[Dataset excerpt]
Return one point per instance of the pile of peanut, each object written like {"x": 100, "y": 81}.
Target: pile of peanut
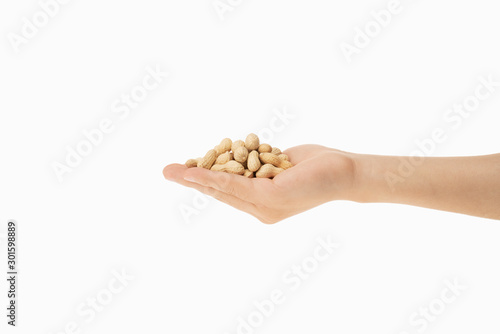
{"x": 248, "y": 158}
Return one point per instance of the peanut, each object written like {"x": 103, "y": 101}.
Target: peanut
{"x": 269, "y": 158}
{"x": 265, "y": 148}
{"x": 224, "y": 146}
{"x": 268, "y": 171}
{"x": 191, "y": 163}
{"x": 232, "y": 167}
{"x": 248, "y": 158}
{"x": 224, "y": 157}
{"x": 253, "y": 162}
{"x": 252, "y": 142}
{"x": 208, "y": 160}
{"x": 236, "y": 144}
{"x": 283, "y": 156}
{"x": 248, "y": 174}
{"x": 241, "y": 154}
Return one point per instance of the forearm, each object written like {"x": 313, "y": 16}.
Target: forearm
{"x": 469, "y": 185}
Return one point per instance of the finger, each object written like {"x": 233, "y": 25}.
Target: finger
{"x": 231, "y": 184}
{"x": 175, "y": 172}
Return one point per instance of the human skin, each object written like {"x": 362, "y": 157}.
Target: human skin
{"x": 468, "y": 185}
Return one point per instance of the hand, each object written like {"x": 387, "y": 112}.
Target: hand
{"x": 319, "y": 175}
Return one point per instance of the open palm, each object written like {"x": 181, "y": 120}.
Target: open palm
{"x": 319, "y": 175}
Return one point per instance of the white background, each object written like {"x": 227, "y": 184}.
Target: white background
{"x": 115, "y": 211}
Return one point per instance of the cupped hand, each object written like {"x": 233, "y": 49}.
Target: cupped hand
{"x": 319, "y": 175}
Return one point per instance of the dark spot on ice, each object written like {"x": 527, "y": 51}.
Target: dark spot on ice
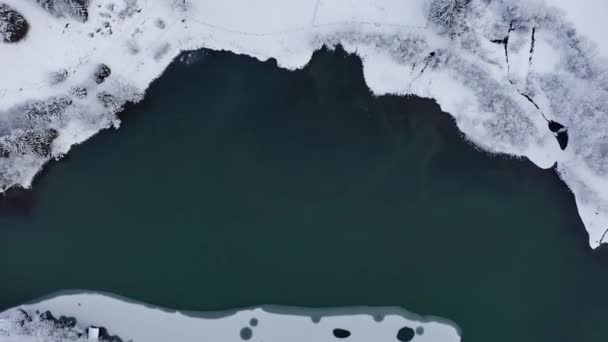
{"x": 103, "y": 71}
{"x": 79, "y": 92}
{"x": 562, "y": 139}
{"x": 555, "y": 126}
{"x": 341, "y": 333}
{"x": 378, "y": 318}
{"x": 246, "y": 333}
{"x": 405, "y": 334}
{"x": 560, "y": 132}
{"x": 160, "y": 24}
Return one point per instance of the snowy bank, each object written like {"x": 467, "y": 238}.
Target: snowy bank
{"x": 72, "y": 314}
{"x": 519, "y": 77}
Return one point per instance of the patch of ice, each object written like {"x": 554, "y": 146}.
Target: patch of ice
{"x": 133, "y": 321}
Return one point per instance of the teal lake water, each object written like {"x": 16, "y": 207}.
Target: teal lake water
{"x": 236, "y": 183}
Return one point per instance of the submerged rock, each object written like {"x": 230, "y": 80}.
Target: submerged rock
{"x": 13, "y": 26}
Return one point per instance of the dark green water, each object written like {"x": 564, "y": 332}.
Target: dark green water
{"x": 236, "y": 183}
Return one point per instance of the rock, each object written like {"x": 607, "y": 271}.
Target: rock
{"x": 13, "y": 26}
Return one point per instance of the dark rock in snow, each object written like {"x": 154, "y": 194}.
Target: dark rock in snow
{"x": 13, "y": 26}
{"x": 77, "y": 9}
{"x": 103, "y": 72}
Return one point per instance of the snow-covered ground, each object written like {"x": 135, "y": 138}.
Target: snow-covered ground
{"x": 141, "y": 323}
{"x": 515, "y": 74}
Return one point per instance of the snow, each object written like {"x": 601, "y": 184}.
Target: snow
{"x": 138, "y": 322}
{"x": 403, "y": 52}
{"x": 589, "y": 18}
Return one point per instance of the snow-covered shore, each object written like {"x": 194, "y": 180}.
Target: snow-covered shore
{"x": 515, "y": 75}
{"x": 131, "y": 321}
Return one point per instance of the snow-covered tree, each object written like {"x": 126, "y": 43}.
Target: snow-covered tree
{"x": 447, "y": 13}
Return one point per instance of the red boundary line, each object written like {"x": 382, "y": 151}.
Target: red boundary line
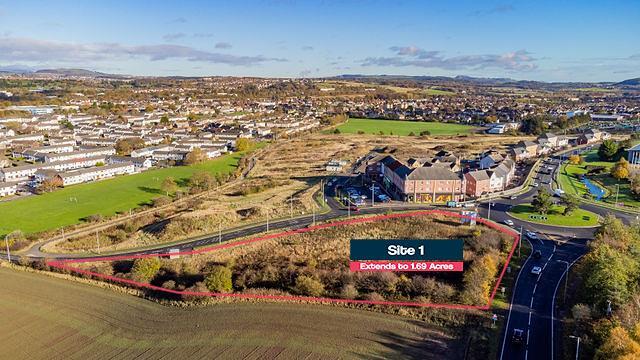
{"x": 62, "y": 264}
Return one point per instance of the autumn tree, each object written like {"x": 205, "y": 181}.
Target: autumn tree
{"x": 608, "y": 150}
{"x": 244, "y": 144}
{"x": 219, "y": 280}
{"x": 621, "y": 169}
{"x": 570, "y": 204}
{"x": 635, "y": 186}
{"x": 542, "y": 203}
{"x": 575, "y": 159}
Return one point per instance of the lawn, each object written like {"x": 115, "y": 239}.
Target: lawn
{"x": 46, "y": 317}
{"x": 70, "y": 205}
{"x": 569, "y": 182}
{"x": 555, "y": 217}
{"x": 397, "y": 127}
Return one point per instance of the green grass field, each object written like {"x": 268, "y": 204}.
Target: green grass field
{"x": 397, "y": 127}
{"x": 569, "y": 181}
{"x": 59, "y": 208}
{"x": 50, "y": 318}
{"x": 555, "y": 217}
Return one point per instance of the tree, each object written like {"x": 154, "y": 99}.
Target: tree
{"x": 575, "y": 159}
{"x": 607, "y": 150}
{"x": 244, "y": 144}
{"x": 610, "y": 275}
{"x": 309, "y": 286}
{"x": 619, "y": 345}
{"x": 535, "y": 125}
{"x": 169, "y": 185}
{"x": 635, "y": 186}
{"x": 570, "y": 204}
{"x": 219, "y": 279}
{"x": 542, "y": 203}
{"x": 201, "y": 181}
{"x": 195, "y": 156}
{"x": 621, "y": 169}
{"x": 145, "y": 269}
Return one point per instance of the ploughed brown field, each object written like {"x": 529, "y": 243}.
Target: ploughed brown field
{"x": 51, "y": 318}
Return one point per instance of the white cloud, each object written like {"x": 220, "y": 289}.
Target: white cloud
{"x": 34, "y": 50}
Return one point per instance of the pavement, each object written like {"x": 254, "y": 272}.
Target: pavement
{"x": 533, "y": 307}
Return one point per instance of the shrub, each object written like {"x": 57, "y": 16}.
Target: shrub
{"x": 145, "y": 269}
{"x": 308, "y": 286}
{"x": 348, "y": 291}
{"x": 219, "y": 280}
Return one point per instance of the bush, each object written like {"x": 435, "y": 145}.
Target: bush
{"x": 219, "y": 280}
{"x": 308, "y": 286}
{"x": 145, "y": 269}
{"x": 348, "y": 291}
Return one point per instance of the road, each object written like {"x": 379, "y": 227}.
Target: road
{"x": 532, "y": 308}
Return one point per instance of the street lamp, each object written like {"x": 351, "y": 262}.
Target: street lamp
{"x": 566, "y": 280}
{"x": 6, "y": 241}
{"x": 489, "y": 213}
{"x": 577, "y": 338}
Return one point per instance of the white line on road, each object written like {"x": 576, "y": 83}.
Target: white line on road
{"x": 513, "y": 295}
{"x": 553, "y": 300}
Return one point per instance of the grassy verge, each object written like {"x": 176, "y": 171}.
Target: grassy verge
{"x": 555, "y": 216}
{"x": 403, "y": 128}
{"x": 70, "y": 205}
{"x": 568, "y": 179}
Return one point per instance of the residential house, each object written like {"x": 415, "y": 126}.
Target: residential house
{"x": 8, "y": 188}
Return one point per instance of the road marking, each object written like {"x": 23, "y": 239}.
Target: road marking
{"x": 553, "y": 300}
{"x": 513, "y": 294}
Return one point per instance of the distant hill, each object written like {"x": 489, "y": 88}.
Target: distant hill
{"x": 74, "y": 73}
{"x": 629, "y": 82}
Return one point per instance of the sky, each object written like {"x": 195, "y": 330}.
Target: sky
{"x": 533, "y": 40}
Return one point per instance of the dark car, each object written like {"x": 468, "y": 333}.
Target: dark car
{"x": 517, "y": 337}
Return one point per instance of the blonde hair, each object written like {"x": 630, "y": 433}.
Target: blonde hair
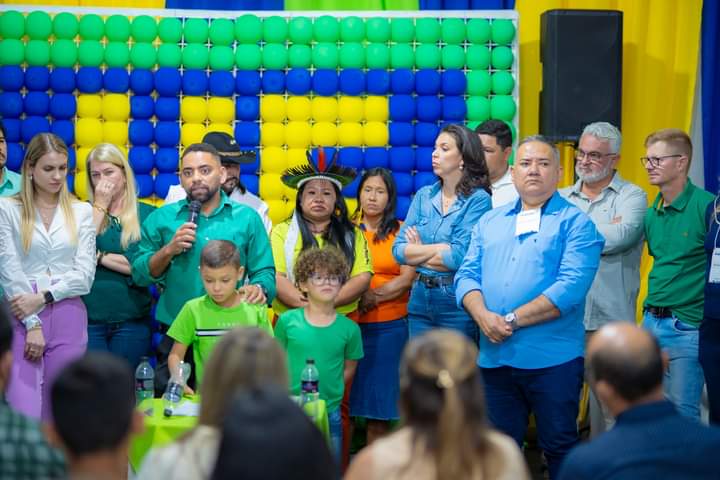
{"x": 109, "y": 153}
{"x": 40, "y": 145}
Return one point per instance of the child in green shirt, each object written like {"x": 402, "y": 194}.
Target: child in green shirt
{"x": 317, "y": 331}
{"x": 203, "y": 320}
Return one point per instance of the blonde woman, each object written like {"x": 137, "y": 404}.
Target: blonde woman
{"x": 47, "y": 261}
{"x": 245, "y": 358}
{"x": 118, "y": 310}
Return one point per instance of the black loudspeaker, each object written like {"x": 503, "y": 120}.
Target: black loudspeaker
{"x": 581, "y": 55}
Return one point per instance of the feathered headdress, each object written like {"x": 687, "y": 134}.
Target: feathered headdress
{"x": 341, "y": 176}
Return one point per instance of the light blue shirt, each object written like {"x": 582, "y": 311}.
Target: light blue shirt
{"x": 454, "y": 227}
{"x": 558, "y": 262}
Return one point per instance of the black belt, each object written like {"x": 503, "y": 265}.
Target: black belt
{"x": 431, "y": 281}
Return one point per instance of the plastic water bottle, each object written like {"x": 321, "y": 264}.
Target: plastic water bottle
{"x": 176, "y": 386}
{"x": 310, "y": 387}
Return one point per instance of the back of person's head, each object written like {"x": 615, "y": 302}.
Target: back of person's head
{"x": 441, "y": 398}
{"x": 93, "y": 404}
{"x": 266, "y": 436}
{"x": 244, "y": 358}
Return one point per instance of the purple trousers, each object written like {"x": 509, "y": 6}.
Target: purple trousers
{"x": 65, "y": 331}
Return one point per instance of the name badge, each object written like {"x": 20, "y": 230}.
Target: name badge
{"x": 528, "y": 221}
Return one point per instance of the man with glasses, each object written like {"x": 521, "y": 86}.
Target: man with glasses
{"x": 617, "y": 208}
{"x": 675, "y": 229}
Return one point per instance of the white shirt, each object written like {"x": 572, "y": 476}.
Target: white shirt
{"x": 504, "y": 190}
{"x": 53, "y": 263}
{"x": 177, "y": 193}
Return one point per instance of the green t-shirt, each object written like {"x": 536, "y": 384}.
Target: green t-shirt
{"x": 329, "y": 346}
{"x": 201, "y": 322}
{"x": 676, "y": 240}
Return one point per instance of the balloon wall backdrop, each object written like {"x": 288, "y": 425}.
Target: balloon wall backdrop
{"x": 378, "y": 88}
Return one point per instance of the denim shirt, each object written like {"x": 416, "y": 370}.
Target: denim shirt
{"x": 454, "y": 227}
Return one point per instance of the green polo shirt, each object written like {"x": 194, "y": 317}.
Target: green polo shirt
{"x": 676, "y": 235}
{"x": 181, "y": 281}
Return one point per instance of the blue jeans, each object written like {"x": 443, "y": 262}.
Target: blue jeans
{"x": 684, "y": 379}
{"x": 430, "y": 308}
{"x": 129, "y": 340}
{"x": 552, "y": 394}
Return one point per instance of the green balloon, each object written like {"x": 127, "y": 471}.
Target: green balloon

▶ **TASK STATEMENT**
In the entries above, take the line containing "Return one point per instance of the man" and each later line through the last, and repeat them exactly. Output nothing else.

▶ **THE COMPLETED TASK**
Return one point per instance of the man with glasses, each object written like {"x": 521, "y": 86}.
Target: man with glasses
{"x": 617, "y": 208}
{"x": 675, "y": 229}
Return one point per instance of the white shirt, each object written like {"x": 572, "y": 476}.
Target: white shirt
{"x": 504, "y": 190}
{"x": 53, "y": 263}
{"x": 177, "y": 193}
Return one point per instance of the green t-shirt, each object written like {"x": 536, "y": 384}.
Target: green t-shirt
{"x": 329, "y": 346}
{"x": 201, "y": 322}
{"x": 676, "y": 240}
Return one point per instance of the balloon wall backdrop, each object written like {"x": 288, "y": 425}.
Target: balloon wall backdrop
{"x": 378, "y": 88}
Return one point per instance of the denim shirt, each object written like {"x": 416, "y": 370}.
Target: denim shirt
{"x": 454, "y": 227}
Return one point per instance of the green polo shirt, each object written like {"x": 194, "y": 317}.
Target: green polo shirt
{"x": 676, "y": 235}
{"x": 181, "y": 281}
Return one point per instance of the blue jeans, each object written like {"x": 443, "y": 262}.
Target: blue jeans
{"x": 684, "y": 379}
{"x": 430, "y": 308}
{"x": 129, "y": 340}
{"x": 552, "y": 394}
Return one point per instance of the green balloon, each object written like {"x": 127, "y": 471}.
Target: green balloon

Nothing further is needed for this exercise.